## start SOURCE DATA
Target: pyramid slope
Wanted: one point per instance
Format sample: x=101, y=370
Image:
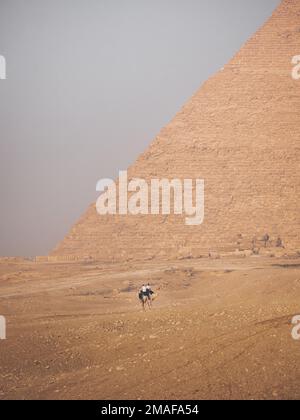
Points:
x=240, y=133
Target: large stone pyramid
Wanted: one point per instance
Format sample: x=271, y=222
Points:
x=241, y=134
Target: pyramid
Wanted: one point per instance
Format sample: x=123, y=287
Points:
x=241, y=134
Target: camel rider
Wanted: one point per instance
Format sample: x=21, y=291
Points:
x=143, y=292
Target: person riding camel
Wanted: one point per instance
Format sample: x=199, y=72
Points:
x=149, y=291
x=143, y=292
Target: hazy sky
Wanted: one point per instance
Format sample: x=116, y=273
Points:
x=90, y=83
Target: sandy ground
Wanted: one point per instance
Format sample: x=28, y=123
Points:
x=219, y=329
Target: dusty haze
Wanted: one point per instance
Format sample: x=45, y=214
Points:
x=89, y=85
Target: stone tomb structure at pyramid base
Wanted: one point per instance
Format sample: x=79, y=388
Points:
x=241, y=134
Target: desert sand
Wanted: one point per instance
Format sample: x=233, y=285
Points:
x=219, y=329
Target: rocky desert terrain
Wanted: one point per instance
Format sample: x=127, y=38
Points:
x=219, y=329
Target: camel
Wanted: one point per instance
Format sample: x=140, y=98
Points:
x=147, y=301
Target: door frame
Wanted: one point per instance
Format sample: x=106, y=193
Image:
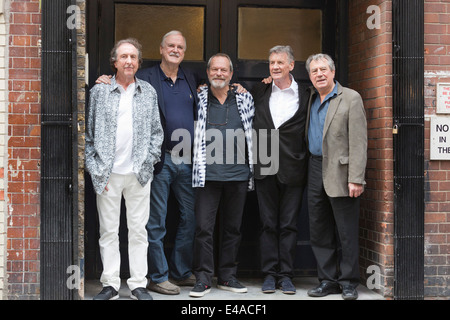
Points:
x=219, y=20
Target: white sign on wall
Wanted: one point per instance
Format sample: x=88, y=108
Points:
x=440, y=138
x=443, y=98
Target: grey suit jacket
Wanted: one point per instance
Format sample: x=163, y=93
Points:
x=344, y=144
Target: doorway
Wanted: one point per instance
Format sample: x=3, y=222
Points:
x=245, y=30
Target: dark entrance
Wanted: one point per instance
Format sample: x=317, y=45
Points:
x=211, y=26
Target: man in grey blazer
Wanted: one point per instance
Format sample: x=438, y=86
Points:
x=336, y=132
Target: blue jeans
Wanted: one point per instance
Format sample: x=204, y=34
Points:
x=177, y=177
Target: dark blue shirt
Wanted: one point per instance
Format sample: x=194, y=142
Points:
x=232, y=164
x=179, y=106
x=317, y=117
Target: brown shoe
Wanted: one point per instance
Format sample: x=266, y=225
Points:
x=188, y=282
x=164, y=287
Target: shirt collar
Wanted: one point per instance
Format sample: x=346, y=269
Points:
x=180, y=74
x=332, y=94
x=293, y=86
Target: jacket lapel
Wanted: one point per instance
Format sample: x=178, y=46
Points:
x=332, y=108
x=155, y=80
x=266, y=105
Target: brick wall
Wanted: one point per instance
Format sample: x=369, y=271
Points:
x=3, y=150
x=437, y=173
x=23, y=150
x=370, y=69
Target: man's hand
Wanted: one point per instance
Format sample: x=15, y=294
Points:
x=355, y=189
x=104, y=79
x=239, y=88
x=267, y=80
## end SOURCE DATA
# THE PROBLEM:
Put every line of the data above into a numbered list, skipping any blank lines and leaving the pictures out.

# FINAL RESULT:
1. Target: pyramid slope
2. Wanted: one point per instance
3. Format sample: x=101, y=370
4. Image:
5. Points:
6. x=240, y=133
7. Target: large stone pyramid
8. Wanted: one point per instance
9. Format sample: x=271, y=222
10. Points:
11. x=241, y=134
12. Target: pyramid
13. Wanted: one point per instance
14. Format sample: x=123, y=287
15. Points:
16. x=241, y=134
17. Target: camel rider
18. Wanted: one point per instance
19. Format sample: x=21, y=291
20. Points:
21. x=143, y=292
22. Target: person riding camel
23. Wanted: one point per instance
24. Format sample: x=199, y=72
25. Points:
26. x=149, y=291
27. x=143, y=292
28. Target: hazy sky
29. Wanted: one point per instance
30. Format sample: x=116, y=273
31. Points:
32. x=90, y=83
33. Target: sandy ground
34. Wanted: one point per instance
35. Format sample: x=28, y=123
36. Points:
37. x=219, y=329
38. Target: dusty haze
39. Wanted: one point per instance
40. Format sample: x=45, y=214
41. Points:
42. x=89, y=85
43. Target: stone tomb structure at pyramid base
44. Wanted: one point per instance
45. Format sample: x=79, y=388
46. Points:
47. x=241, y=134
48. Target: desert sand
49. Wanted: one point per instance
50. Format sample: x=233, y=285
51. Points:
52. x=219, y=329
53. Target: rocky desert terrain
54. Wanted: one point per instance
55. Format sample: x=127, y=38
56. Points:
57. x=219, y=329
58. Target: camel
59. Wanted: one point per instance
60. Format sample: x=140, y=98
61. Points:
62. x=147, y=301
63. Target: door frame
64. Wanted: one point per instance
65. Format sample: x=106, y=193
66. Image:
67. Points:
68. x=219, y=20
69. Target: white sign on wall
70. Wanted: one point per instance
71. Format sample: x=88, y=108
72. Points:
73. x=440, y=138
74. x=443, y=98
75. Target: grey suit jacket
76. Wanted: one point per instance
77. Format sample: x=163, y=93
78. Points:
79. x=344, y=144
80. Target: doorway
81. Wanted: one point per instance
82. Format sample: x=3, y=222
83. Points:
84. x=245, y=30
85. Target: dark entrance
86. Wanted: one point per instance
87. Format sample: x=317, y=45
88. Points:
89. x=211, y=26
90. Target: man in grey blazer
91. Wanted: one point per instance
92. Format sample: x=438, y=86
93. Points:
94. x=336, y=132
95. Target: blue jeans
96. Wanted: one point per instance
97. Format sample: x=204, y=34
98. Points:
99. x=177, y=177
100. Target: dark blue shirt
101. Wanted: one point per instance
102. Format sample: x=194, y=142
103. Points:
104. x=232, y=164
105. x=179, y=106
106. x=317, y=117
107. Target: brown shoe
108. Wanted: one point per instance
109. Format sample: x=266, y=225
110. Points:
111. x=188, y=282
112. x=164, y=287
113. Target: shirt collar
114. Wanted: one point per instance
115. Format sample: x=346, y=269
116. Points:
117. x=180, y=74
118. x=332, y=94
119. x=293, y=86
120. Target: jacket lapel
121. Wanted: one point per instance
122. Format sample: x=178, y=46
123. Points:
124. x=332, y=108
125. x=155, y=80
126. x=266, y=105
127. Target: brick wall
128. Wanted: one point per instance
129. Format sample: x=369, y=271
130. Points:
131. x=3, y=150
132. x=437, y=173
133. x=23, y=150
134. x=370, y=69
135. Target: man's hand
136. Wanted: one point per instance
137. Format sample: x=15, y=294
138. Points:
139. x=355, y=189
140. x=104, y=79
141. x=239, y=88
142. x=267, y=80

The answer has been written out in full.